((

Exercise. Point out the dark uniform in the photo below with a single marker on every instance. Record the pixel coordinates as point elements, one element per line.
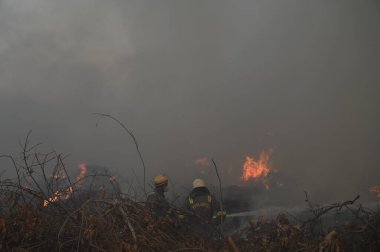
<point>201,206</point>
<point>157,202</point>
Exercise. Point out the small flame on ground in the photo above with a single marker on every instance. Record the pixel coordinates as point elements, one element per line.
<point>256,169</point>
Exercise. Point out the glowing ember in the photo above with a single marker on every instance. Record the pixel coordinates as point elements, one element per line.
<point>256,169</point>
<point>375,190</point>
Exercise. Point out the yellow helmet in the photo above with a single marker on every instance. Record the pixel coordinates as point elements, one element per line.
<point>160,180</point>
<point>199,183</point>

))

- **OBJECTIVE**: Reproduce all of the data above verbatim, leaving out the picture.

- **TASK SOLUTION**:
Exercise. Point out the dark uniform in the photo below with a single marker on every instance. Record the pixel coordinates as point elements, one element per line.
<point>201,206</point>
<point>157,202</point>
Exercise. Point out the small flame on ground in the photo above with a single marker on every instance. Record the pixel coordinates as point elements, one element per line.
<point>256,169</point>
Exercise. Point out the glowing ember in the photo above with a single marker on every instance. Record the pixel coordinates as point elements, one element per line.
<point>256,169</point>
<point>375,190</point>
Exercise. Point out the yellow helmet in the photo above with a single marker on every instance. Record the pixel coordinates as point elements, one element per line.
<point>160,180</point>
<point>199,183</point>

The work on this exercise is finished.